TEXT SEGMENT ▸

.....

Its been a bit of a whirlwind in life this week feelings wise. Its not relevant to go into details, but I have got some stuff going on. Stuff that is heavy to process, and is hurting my heart.

This is the sort of thing we grow up being taught to gloss over, with a plethora of unhelpful statements from others
“chin up”
“stay positive”
“look on the bright side”

Now, I am a huge advocate of positive thinking for sure, but what I am more an advocate of is being really bloody honest about how we feel. To get real and admit that we are struggling. Its part of being human after all.
It would be so easy for me to go out on a spending spree, or dive into a Social Media hole and spend hours and hours mindlessly scrolling, because its feels better than processing whats actually happening.

But I know that no good comes from covering up. This is why the world is so messed up. For generations we have been told as children to keep smiling, to cheer up because nobody wants to see a face like that.

.....

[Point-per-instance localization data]
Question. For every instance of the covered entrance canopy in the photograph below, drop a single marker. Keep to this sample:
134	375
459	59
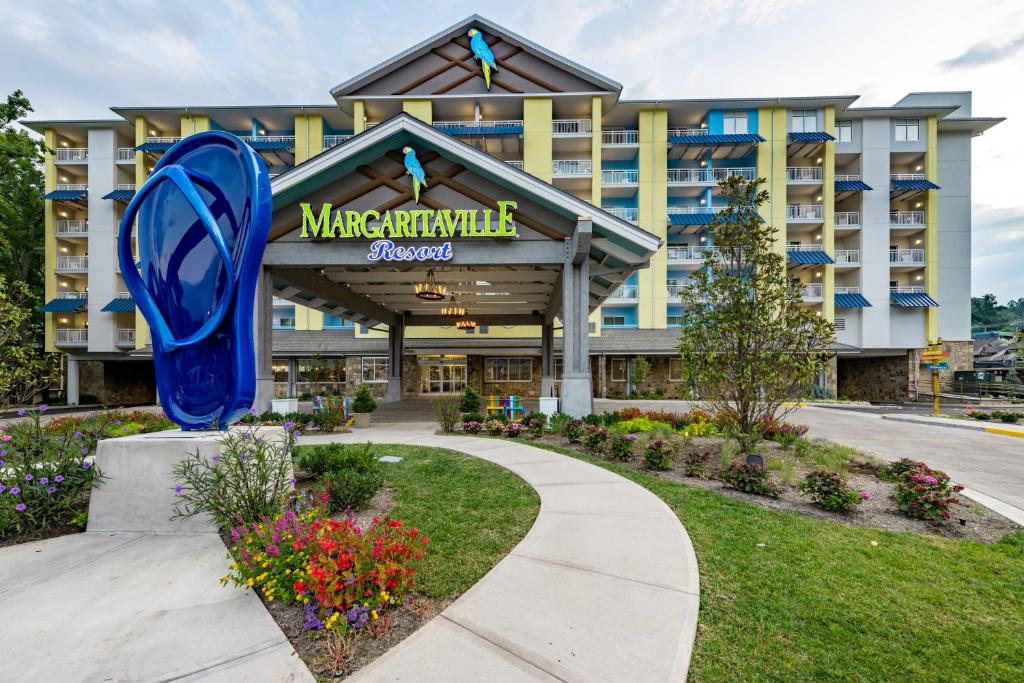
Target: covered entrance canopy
565	258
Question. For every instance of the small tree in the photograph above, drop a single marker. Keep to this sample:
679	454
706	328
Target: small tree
25	368
748	339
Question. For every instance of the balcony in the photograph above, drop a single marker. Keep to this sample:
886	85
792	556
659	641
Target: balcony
847	257
811	174
631	214
904	218
73	228
73	263
334	140
72	337
706	176
688	254
624	293
804	213
847	219
811	292
906	257
571	128
73	155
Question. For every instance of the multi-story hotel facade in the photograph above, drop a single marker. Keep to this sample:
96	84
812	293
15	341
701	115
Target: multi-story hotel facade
871	207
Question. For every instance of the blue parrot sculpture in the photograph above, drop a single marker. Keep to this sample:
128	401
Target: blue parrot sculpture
482	52
414	168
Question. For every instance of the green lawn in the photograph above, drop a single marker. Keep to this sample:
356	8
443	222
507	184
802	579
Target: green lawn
819	602
473	512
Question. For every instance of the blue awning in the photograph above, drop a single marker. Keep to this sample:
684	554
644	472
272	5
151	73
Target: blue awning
912	300
64	305
731	138
809	257
120	305
66	195
120	195
816	136
852	301
851	186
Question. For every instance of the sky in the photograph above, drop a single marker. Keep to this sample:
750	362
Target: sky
76	58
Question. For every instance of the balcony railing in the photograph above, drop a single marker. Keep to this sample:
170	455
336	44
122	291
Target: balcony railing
571	128
624	293
334	140
708	175
620	177
803	212
906	217
688	254
906	256
73	262
69	226
848	218
811	291
571	168
72	336
73	154
620	136
847	256
803	173
626	213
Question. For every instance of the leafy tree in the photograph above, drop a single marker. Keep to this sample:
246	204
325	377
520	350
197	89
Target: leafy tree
20	189
748	341
25	368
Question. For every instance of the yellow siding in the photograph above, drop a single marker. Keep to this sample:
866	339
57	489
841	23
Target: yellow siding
49	232
932	229
421	109
828	213
537	131
653	213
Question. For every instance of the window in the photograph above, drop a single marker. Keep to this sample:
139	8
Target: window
375	369
907	130
805	121
509	370
734	122
845	131
619	370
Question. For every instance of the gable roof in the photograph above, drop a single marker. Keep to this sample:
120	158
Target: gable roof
359	85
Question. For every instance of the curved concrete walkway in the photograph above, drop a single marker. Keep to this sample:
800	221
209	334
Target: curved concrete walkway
603	588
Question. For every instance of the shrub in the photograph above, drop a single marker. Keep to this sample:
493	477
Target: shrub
364	401
247	481
621	446
657	456
446	410
44	478
828	491
470	401
750	478
574	431
695	463
513	429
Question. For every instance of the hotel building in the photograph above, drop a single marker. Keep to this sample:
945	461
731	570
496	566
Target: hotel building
871	206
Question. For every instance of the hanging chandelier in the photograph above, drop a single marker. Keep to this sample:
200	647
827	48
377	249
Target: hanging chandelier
453	309
430	290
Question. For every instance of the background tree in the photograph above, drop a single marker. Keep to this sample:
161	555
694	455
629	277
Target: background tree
25	368
748	340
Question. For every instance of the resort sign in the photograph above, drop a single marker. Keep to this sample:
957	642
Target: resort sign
386	226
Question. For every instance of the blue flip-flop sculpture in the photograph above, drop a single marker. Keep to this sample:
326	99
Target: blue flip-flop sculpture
204	217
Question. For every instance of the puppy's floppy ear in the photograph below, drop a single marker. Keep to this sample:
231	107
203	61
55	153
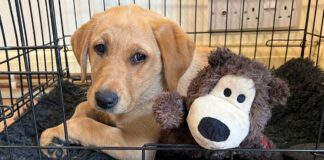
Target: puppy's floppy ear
279	92
176	49
80	45
219	56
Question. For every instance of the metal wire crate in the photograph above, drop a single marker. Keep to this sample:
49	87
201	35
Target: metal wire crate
35	49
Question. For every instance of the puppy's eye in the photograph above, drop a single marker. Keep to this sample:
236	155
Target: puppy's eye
227	92
137	58
100	49
241	98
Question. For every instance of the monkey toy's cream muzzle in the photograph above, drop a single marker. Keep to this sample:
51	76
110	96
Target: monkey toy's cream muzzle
217	124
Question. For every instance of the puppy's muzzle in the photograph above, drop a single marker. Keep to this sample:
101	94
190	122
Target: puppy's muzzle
106	99
213	129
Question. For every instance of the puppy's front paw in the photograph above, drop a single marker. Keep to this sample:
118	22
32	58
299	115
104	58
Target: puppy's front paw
49	138
169	110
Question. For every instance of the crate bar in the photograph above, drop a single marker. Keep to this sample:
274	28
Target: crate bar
18	51
5	122
312	35
316	35
241	28
211	22
225	37
320	39
34	38
195	28
257	31
305	30
24	31
289	28
164	7
30	47
42	33
272	35
10	88
49	35
7	56
235	31
29	82
64	43
59	70
322	116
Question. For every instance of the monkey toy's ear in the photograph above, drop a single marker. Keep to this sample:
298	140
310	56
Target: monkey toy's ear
278	92
169	110
219	56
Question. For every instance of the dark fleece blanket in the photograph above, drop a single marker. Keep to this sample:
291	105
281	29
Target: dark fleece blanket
48	113
298	121
292	124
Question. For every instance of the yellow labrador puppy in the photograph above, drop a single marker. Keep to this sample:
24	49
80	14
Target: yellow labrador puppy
134	54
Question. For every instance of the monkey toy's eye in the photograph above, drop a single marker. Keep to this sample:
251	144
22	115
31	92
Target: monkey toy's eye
241	98
227	92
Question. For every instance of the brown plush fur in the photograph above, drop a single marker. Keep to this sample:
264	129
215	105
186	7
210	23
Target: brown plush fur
270	91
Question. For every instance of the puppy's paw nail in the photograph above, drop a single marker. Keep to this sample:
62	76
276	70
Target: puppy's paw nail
59	153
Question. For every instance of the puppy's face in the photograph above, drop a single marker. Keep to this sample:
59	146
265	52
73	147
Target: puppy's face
133	54
125	64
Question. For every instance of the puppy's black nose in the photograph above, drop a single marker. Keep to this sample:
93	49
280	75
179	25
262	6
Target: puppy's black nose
213	129
106	99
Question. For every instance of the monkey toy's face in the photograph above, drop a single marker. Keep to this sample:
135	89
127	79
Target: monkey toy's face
220	119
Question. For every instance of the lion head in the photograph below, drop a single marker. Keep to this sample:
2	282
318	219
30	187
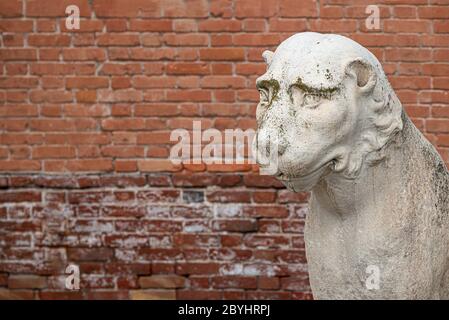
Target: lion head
325	106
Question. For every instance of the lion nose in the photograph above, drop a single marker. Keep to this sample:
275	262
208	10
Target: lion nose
268	145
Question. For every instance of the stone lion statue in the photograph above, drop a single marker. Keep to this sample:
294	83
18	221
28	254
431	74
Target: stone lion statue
378	226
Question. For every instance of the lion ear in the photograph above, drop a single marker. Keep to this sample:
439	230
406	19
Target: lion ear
267	55
364	73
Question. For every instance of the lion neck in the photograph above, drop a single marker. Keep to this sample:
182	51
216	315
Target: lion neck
377	181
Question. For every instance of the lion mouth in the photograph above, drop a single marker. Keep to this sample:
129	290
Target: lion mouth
286	177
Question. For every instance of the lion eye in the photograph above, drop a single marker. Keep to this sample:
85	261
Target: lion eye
310	100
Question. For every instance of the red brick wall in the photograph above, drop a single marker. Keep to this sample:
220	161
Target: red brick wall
85	118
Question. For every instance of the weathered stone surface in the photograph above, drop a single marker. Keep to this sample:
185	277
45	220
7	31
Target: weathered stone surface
331	123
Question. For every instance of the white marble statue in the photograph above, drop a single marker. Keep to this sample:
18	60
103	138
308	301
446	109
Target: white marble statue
378	226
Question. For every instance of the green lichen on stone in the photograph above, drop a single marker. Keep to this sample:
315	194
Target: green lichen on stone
321	92
274	85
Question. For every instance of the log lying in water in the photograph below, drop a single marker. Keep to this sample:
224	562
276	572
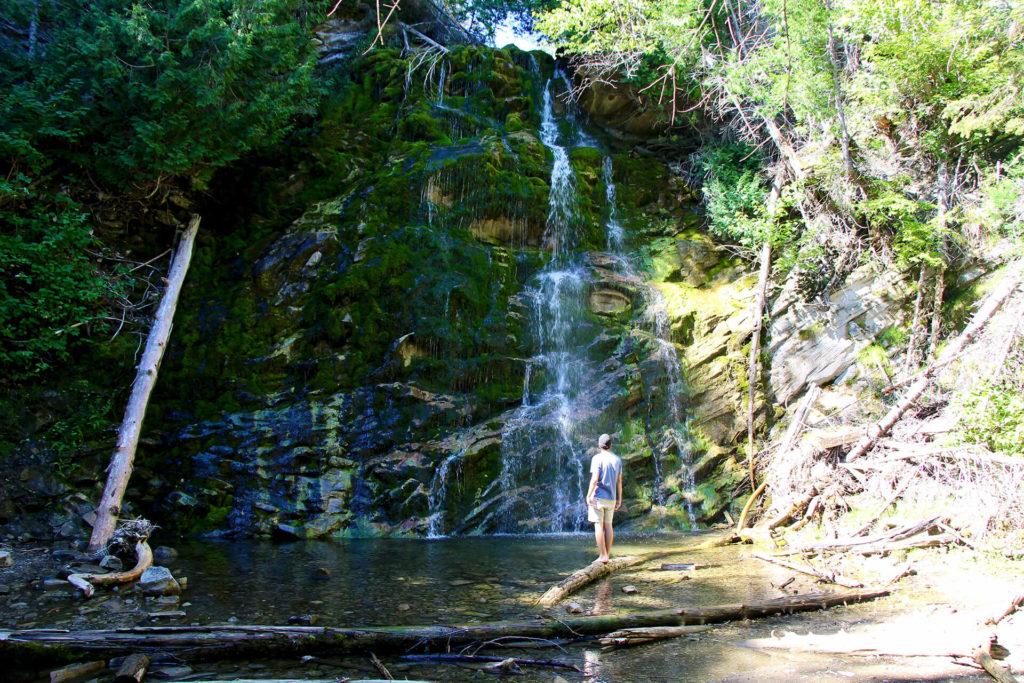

.....

WORK INSTRUCTION A ▸ In the post on hiding hard feelings, what is the writer more of an advocate of than positive thinking?
WORK INSTRUCTION B ▸ Please retype the stretch of the post on hiding hard feelings from "Its been a bit" through "hurting my heart.".

TASK SOLUTION A ▸ Being really honest about how we feel.

TASK SOLUTION B ▸
Its been a bit of a whirlwind in life this week feelings wise. Its not relevant to go into details, but I have got some stuff going on. Stuff that is heavy to process, and is hurting my heart.